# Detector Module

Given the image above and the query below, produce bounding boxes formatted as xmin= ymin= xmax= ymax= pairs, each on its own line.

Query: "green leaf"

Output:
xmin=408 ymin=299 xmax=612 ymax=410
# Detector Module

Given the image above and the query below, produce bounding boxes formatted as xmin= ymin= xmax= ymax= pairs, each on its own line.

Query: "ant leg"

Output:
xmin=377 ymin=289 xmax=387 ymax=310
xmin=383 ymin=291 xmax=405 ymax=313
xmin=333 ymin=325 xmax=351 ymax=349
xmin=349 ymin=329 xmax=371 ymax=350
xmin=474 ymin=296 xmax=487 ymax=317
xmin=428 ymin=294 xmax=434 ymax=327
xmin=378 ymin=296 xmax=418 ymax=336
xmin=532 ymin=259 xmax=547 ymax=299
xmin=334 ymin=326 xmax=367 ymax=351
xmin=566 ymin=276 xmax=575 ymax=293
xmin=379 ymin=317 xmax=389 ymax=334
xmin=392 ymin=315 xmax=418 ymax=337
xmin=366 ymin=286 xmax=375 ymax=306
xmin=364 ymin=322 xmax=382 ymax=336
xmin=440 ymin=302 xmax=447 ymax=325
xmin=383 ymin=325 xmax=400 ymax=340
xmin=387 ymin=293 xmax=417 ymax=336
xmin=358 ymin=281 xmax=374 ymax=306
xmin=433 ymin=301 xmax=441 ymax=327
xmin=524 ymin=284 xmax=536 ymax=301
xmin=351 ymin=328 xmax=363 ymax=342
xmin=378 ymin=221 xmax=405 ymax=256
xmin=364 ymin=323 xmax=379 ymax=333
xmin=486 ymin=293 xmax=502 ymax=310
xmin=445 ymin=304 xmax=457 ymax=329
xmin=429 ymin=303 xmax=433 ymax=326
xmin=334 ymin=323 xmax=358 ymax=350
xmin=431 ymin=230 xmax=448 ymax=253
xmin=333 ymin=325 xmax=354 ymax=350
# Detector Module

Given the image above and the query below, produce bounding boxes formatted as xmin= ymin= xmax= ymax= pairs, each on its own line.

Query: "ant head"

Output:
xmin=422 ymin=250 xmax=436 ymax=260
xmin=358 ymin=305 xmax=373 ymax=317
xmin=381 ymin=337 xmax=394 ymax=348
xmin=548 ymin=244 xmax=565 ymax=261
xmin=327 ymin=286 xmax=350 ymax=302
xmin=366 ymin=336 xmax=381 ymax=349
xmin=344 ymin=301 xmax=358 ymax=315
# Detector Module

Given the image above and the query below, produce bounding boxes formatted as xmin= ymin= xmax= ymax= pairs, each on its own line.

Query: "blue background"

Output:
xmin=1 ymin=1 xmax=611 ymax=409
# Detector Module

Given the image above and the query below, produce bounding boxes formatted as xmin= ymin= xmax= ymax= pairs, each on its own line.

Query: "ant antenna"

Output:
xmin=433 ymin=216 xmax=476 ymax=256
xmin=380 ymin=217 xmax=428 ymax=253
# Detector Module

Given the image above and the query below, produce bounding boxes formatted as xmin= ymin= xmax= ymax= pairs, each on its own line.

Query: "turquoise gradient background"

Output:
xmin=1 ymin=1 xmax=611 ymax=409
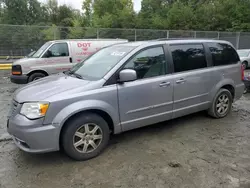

=====

*What the exercise asks*: A faithful copy of every record is needed here. Leave the images out of it.

*Your response*:
# Detector Module

Given the image above and the query below, produce bounding boxes formatted as xmin= ymin= xmax= ymax= pairs, each on its own line.

Query: "green leaf"

Output:
xmin=408 ymin=299 xmax=612 ymax=410
# Detector Module

Given the image above and the query below, produce bounding boxes formatted as xmin= ymin= xmax= ymax= pairs, each on its own line.

Query: "ant leg"

Output:
xmin=377 ymin=289 xmax=387 ymax=310
xmin=383 ymin=291 xmax=405 ymax=313
xmin=333 ymin=325 xmax=351 ymax=349
xmin=349 ymin=329 xmax=371 ymax=350
xmin=474 ymin=296 xmax=487 ymax=317
xmin=428 ymin=294 xmax=434 ymax=327
xmin=378 ymin=296 xmax=418 ymax=336
xmin=532 ymin=259 xmax=547 ymax=299
xmin=334 ymin=326 xmax=367 ymax=351
xmin=566 ymin=276 xmax=575 ymax=293
xmin=379 ymin=317 xmax=389 ymax=334
xmin=392 ymin=315 xmax=418 ymax=337
xmin=366 ymin=286 xmax=375 ymax=306
xmin=364 ymin=322 xmax=382 ymax=336
xmin=440 ymin=302 xmax=447 ymax=325
xmin=383 ymin=325 xmax=400 ymax=340
xmin=387 ymin=293 xmax=417 ymax=336
xmin=358 ymin=281 xmax=374 ymax=306
xmin=433 ymin=301 xmax=441 ymax=327
xmin=524 ymin=284 xmax=536 ymax=301
xmin=351 ymin=328 xmax=363 ymax=342
xmin=378 ymin=221 xmax=405 ymax=256
xmin=364 ymin=323 xmax=379 ymax=333
xmin=486 ymin=293 xmax=502 ymax=310
xmin=445 ymin=304 xmax=457 ymax=329
xmin=429 ymin=303 xmax=433 ymax=326
xmin=334 ymin=323 xmax=358 ymax=350
xmin=431 ymin=230 xmax=448 ymax=253
xmin=333 ymin=325 xmax=354 ymax=350
# Detector Module

Given the image above and the query below, produce bounding boxes formatted as xmin= ymin= xmax= ymax= pairs, each on its own line.

Query: "ant head"

Output:
xmin=422 ymin=250 xmax=436 ymax=260
xmin=358 ymin=305 xmax=373 ymax=317
xmin=381 ymin=337 xmax=394 ymax=348
xmin=548 ymin=244 xmax=565 ymax=261
xmin=327 ymin=286 xmax=350 ymax=302
xmin=366 ymin=336 xmax=381 ymax=349
xmin=344 ymin=301 xmax=358 ymax=315
# Detector Module

Given the image above and the query below, produce bounding boxes formatted as xmin= ymin= xmax= ymax= pairs, each on its own line.

Query: "blue background"

Output:
xmin=1 ymin=1 xmax=611 ymax=409
# Detector Module

Given the image above and the query below, produce bounding boxes formatted as xmin= ymin= xmax= ymax= pairs, each on its own line.

Query: "ant antenna"

Output:
xmin=433 ymin=216 xmax=476 ymax=256
xmin=380 ymin=217 xmax=428 ymax=253
# Detector Module

Given the image above and the query below, produce bounding boxes formatted as xmin= ymin= xmax= ymax= pairs, each on its own line.

Query: "turquoise gradient background"

Output:
xmin=1 ymin=1 xmax=611 ymax=409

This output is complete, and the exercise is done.